Can you rewrite the Bank of Thailand article from the words "Overall, the Southeast" through the words "throughout the year.", putting "economic rebound" in place of "economic recovery"?

EXCERPTED PASSAGE
..............................
BANGKOK (Reuters) -Thailand’s central bank chief said on Tuesday that this year’s economic growth and inflation were expected to be lower than previously forecast.
Last month, Bank of Thailand Governor Sethaput Suthiwartnarueput had said 2023 growth could come below the central bank’s 3.6% forecast and a revised figure would be published in September. Last year’s growth was 2.6%.
Inflation would gradually return to within target range, he said. A Reuters poll expects a rise of 0.61% for August. Data is due out later on Tuesday.
The current policy interest rate was close to a neutral level, Sethaput said. On Aug. 2, the central bank raised its key interest rate for a seventh straight meeting to 2.25%. It will next review monetary policy on Sept. 27.
“A neutral rate means it helps inflation stay in a sustainable range, and GDP grow at its potential of 3-4% without creating financial imbalances,” he said.
The BOT has hiked the key rate by 175 basis points since August last year to curb price pressures.
Overall, the Southeast Asian country’s economic recovery remains intact, Sethaput said, adding that 29 million foreign arrivals are still expected throughout the year.
Tourism remains a key driver, accounting for about 12% of GDP before the pandemic.
Speaking virtually at a Fitch economic seminar, he said second-quarter GDP was disappointing.
Thailand’s economy grew 1.8% in the April-June period on the year and 0.2% on the quarter, sharply slowing from the previous quarter’s 2.6% and 1.7%, respectively, as exports slumped.
..............................
Source data
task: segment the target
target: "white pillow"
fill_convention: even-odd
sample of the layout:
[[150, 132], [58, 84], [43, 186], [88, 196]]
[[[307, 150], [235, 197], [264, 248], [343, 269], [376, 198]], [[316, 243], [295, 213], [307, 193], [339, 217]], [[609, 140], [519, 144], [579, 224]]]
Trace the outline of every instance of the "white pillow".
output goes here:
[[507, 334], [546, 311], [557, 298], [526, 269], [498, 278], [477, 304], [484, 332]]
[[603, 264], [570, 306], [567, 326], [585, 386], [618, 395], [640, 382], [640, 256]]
..............................
YOUR SOLUTION
Overall, the Southeast Asian country’s economic rebound remains intact, Sethaput said, adding that 29 million foreign arrivals are still expected throughout the year.